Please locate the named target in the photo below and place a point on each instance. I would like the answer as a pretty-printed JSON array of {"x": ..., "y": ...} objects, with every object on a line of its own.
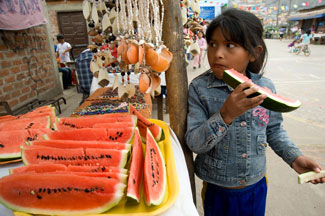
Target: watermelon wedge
[
  {"x": 136, "y": 170},
  {"x": 10, "y": 141},
  {"x": 59, "y": 194},
  {"x": 75, "y": 156},
  {"x": 68, "y": 123},
  {"x": 26, "y": 123},
  {"x": 273, "y": 101},
  {"x": 143, "y": 123},
  {"x": 155, "y": 179},
  {"x": 100, "y": 134}
]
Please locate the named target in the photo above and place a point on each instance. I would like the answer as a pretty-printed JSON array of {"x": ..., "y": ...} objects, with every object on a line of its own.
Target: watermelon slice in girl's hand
[{"x": 273, "y": 101}]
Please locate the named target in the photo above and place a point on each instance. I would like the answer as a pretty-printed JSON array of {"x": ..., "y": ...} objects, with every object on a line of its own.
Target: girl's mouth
[{"x": 219, "y": 66}]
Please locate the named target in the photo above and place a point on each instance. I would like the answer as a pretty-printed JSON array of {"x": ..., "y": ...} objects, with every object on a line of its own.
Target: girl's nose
[{"x": 219, "y": 53}]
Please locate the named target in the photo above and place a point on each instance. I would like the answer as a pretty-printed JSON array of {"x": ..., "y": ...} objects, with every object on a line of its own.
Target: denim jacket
[{"x": 232, "y": 155}]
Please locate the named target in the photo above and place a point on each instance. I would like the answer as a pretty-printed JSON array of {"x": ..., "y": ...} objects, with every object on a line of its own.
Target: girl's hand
[
  {"x": 237, "y": 103},
  {"x": 304, "y": 164}
]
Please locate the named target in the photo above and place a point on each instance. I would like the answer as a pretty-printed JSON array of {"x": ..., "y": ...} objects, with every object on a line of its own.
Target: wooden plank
[{"x": 176, "y": 79}]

——

# Work task
In the listing above, find the line containing "Target: girl's mouth", then reproduce it and each line after it through the end, exactly and with nothing added.

# Task answer
Target: girl's mouth
[{"x": 219, "y": 66}]
Please locate the named target in the photo above and place a point on each instance. I would like the answer as a pretty-printed JSON array of {"x": ..., "y": ...} objects, with every object on a line of its own.
Target: girl's nose
[{"x": 219, "y": 53}]
Please locate the named target in the photo above and place a point on each instance. I would like the answer as a pretty-printed JSON array of {"x": ..., "y": ...} objects, with every object on a line of its own.
Target: denim jacket
[{"x": 232, "y": 155}]
Please locate the named target in the photo above and place a point on each instance. I would like the answer as a pretty-printed JSON array of {"x": ..., "y": ...} objects, with every object on a line of its own.
Target: girl's hand
[
  {"x": 237, "y": 103},
  {"x": 304, "y": 164}
]
Please locate the named target in the photo above and place a point on each instance. I would like the answer as a pretty-printed JSON array of {"x": ..., "y": ...} objects, with every object on a line of its own.
Target: wooden plank
[{"x": 176, "y": 79}]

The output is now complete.